Which lines in the records below hold the word "logo"? Copy each of them.

Referring expression pointing data
──────────────────────────────

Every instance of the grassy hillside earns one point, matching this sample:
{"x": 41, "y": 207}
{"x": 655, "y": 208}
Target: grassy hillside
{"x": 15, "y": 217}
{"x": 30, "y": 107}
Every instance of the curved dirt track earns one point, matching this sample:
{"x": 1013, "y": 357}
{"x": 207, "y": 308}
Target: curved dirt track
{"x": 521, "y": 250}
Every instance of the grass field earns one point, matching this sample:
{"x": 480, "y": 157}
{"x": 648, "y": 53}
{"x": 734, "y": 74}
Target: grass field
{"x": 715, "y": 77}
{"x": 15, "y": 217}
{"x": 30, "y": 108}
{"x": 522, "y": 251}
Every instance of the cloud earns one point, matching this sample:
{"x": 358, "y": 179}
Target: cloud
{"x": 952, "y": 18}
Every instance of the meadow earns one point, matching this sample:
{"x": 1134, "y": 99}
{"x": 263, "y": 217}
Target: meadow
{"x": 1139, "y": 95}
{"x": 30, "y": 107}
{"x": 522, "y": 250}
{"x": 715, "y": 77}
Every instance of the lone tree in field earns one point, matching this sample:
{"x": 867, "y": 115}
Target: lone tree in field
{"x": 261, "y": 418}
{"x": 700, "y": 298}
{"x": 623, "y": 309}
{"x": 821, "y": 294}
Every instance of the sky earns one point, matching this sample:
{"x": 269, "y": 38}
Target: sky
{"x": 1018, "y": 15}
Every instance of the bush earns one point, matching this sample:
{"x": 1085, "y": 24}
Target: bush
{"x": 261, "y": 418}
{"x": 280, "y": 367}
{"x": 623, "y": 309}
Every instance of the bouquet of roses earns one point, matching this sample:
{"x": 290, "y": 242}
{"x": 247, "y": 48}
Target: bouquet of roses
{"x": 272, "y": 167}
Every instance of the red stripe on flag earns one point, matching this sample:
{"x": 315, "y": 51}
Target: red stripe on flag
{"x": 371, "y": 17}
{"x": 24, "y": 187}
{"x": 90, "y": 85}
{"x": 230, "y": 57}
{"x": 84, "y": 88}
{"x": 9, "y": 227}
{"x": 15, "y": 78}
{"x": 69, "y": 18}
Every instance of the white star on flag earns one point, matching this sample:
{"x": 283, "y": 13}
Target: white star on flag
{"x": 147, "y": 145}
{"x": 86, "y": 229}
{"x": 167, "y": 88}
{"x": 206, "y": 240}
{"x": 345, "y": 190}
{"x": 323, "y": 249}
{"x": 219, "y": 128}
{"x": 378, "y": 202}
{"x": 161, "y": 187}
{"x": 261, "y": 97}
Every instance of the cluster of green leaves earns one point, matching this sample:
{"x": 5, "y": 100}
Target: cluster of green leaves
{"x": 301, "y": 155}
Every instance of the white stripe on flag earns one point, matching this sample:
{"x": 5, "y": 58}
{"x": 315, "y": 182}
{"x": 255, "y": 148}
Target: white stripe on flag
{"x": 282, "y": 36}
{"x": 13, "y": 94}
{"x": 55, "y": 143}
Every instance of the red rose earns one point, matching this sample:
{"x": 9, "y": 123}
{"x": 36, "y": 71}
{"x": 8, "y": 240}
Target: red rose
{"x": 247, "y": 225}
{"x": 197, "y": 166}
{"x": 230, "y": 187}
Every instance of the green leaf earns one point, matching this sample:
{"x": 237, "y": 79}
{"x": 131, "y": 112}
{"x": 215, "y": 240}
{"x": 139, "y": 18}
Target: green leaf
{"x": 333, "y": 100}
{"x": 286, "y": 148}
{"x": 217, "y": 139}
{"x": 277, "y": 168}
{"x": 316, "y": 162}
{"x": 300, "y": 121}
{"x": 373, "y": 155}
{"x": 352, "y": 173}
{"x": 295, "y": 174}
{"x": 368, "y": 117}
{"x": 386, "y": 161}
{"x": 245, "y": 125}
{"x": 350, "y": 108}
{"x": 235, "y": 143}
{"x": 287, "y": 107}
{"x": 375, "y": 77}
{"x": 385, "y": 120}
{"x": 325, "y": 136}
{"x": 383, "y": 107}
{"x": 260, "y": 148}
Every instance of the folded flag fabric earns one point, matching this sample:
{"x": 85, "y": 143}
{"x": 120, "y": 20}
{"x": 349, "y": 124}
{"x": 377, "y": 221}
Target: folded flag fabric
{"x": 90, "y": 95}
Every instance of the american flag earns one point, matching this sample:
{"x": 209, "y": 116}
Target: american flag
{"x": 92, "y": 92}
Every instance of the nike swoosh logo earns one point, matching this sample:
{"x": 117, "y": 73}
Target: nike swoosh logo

──────────────────────────────

### Your solution
Every instance of the nike swoosh logo earns one point, matching this sample:
Target: nike swoosh logo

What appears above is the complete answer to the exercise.